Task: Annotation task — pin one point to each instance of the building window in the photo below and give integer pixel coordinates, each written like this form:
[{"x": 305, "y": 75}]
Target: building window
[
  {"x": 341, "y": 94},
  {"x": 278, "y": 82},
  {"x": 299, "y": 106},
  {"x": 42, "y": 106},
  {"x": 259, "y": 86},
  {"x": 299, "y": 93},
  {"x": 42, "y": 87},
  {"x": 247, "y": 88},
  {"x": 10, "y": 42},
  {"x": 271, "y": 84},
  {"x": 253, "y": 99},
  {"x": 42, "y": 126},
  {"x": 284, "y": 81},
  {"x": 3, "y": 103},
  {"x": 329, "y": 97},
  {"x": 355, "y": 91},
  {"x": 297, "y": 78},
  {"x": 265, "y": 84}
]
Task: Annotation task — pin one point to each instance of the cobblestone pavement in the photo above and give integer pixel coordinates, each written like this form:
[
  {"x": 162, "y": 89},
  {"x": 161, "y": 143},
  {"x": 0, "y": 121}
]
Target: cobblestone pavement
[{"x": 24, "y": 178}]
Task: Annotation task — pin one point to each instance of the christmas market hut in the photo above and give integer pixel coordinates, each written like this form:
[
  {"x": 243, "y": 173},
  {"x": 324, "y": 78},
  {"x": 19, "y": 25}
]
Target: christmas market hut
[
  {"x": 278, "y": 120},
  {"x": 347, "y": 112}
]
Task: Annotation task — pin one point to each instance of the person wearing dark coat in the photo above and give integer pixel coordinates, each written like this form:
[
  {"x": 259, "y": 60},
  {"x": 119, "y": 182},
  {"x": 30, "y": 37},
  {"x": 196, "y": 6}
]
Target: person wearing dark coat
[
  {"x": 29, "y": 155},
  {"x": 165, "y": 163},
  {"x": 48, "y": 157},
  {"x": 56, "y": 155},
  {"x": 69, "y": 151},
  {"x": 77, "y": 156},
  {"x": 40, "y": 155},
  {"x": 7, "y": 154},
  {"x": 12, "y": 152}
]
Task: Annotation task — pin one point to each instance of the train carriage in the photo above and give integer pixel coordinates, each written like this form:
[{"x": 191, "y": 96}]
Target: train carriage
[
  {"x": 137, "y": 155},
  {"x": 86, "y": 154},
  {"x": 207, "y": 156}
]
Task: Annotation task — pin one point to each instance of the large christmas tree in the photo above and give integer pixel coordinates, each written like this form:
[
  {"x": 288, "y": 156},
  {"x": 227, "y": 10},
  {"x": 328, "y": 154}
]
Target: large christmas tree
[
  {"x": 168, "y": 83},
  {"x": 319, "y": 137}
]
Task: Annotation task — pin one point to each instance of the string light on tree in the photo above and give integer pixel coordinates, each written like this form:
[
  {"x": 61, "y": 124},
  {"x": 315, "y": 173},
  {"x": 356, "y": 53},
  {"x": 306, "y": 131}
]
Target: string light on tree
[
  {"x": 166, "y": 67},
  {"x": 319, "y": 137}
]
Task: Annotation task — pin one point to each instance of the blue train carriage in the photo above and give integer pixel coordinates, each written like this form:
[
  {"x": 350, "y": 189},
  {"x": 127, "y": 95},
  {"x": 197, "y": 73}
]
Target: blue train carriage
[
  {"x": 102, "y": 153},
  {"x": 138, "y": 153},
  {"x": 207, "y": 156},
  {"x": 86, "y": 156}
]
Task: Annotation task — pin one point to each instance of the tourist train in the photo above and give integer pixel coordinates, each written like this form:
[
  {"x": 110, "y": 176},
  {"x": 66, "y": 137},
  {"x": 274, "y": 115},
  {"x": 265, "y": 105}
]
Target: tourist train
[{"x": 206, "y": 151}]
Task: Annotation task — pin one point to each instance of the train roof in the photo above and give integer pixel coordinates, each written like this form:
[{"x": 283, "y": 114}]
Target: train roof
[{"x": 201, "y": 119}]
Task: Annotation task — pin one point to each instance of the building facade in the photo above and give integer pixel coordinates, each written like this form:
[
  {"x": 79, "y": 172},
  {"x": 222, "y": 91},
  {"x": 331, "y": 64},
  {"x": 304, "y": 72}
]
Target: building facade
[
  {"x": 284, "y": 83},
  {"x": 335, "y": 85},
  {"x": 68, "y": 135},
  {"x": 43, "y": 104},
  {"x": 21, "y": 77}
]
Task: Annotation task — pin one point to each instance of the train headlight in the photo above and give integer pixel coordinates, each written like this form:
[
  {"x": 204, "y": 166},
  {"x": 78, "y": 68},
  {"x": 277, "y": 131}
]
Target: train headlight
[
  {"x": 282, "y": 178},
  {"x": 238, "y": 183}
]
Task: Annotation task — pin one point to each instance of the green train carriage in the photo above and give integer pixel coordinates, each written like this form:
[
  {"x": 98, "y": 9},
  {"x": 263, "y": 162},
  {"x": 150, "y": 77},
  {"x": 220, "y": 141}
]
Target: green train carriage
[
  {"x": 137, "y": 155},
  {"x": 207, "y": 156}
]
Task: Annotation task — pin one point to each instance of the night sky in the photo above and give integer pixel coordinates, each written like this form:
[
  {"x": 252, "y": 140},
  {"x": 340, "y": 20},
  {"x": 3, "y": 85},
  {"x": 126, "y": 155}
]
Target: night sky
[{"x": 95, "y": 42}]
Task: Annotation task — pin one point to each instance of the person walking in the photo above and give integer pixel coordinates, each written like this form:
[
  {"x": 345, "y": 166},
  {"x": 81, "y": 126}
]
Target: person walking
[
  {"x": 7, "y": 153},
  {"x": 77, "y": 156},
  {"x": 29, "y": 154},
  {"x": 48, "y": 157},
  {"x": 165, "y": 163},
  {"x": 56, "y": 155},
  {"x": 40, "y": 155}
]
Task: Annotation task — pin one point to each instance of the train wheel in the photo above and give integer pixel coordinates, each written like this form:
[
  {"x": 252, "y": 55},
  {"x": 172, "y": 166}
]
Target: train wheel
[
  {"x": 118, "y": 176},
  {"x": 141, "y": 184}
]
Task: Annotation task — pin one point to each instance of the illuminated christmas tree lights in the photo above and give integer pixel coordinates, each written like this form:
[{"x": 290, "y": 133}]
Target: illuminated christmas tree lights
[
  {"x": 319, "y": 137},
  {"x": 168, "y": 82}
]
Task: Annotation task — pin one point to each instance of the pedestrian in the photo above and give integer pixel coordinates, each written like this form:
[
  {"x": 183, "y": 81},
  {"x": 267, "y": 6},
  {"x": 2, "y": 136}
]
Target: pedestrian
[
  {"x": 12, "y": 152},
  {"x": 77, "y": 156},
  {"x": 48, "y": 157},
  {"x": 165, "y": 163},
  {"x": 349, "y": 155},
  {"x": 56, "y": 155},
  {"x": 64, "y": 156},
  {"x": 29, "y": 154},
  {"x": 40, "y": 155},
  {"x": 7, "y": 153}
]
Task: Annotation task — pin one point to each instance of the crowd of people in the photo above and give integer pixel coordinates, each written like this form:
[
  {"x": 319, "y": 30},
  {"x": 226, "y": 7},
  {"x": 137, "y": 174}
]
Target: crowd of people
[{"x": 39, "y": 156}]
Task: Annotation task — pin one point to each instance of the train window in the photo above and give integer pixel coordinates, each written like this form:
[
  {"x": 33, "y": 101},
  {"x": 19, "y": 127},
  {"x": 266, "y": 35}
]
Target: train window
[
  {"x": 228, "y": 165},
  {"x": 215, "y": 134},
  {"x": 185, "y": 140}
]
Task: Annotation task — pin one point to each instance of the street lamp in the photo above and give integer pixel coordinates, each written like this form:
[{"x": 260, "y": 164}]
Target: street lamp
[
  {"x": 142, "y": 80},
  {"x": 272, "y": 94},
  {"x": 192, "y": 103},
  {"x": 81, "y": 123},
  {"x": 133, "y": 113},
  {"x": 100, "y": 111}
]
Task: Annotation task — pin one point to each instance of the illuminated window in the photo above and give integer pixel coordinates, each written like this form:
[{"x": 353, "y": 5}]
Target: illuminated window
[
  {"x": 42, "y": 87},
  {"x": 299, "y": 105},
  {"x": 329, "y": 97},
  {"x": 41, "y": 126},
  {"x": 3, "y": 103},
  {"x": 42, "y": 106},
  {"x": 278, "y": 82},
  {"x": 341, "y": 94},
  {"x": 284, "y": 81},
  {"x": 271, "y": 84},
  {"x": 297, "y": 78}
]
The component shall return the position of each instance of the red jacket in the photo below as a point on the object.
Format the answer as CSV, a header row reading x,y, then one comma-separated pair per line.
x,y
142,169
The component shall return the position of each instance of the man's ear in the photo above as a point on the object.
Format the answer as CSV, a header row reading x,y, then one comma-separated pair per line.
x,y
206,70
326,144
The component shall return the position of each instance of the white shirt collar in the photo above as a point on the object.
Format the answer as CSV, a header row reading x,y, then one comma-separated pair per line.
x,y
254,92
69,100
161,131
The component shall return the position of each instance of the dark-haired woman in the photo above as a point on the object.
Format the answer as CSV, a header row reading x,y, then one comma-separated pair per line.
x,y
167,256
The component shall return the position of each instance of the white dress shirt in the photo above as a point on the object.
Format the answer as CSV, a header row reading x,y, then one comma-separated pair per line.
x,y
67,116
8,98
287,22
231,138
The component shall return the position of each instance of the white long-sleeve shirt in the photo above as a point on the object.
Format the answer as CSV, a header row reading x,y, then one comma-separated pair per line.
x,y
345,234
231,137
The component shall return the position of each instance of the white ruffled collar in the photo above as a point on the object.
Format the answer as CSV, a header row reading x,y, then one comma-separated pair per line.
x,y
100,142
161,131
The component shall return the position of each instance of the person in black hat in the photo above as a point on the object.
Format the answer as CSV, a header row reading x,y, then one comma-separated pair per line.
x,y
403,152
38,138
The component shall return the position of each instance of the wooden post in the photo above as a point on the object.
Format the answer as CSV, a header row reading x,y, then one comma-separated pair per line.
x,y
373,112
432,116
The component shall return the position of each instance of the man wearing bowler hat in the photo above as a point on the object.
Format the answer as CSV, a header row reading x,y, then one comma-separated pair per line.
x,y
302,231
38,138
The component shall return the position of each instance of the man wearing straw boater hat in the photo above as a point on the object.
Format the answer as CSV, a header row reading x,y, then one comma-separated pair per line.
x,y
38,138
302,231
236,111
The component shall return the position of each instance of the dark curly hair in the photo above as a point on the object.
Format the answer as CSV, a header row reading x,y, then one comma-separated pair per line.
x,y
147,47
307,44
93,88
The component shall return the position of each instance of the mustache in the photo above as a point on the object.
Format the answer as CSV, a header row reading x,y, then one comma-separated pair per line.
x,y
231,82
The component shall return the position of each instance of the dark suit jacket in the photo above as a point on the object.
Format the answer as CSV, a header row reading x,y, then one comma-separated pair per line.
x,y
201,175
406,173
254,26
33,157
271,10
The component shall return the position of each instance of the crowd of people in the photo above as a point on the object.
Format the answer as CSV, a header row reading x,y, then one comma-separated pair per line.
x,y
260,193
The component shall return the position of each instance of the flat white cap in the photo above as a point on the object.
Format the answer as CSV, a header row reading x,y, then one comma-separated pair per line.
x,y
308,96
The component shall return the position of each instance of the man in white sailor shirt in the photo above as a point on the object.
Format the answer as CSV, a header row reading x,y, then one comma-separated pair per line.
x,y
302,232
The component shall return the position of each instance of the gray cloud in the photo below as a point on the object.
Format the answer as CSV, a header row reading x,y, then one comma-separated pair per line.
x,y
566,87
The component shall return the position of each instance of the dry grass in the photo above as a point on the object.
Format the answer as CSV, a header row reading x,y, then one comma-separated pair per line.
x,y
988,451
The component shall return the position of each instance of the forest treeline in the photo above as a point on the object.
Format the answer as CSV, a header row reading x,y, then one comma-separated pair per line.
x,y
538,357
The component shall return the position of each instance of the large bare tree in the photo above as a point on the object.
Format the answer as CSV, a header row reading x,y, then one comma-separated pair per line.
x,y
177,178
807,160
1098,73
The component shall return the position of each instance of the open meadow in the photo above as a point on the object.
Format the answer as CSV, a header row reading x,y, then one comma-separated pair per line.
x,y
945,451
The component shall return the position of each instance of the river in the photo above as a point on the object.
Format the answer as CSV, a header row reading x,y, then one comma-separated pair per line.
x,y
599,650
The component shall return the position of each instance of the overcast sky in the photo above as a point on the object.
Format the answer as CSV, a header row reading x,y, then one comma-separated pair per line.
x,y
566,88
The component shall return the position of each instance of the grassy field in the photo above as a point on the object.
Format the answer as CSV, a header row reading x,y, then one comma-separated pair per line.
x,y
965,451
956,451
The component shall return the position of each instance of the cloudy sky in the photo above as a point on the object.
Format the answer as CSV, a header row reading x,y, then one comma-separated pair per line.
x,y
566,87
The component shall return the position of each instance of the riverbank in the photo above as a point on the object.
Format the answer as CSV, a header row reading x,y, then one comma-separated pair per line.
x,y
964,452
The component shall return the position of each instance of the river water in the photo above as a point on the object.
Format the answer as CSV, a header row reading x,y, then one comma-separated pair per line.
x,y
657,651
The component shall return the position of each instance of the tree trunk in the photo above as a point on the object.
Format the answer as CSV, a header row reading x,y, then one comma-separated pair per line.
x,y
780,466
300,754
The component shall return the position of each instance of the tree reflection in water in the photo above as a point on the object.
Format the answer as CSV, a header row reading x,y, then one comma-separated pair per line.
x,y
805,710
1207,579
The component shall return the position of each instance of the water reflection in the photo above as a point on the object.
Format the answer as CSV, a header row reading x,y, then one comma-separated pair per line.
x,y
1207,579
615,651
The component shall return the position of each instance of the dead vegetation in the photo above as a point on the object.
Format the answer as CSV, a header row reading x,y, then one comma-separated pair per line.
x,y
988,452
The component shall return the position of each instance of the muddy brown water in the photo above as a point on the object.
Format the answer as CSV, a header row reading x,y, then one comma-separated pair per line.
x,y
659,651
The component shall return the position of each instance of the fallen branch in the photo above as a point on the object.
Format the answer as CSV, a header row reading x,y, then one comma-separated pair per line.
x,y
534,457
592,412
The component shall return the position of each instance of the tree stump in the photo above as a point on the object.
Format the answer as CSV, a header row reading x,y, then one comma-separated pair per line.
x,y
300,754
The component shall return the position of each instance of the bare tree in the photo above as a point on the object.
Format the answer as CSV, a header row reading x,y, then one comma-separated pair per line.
##########
### Brief
Nothing should appear in the answer except the lines above from the line with "the person in" through the line with "of the wooden", both included, written out exactly.

### Exercise result
The component shall return the position of each instance of the person in black hat in the photo above as a point on the object.
Format the answer as CSV, a header row reading x,y, then one comma-separated pair per line.
x,y
403,152
38,138
The component shall return the position of each instance of the wooden post in the photo above as a point on the object.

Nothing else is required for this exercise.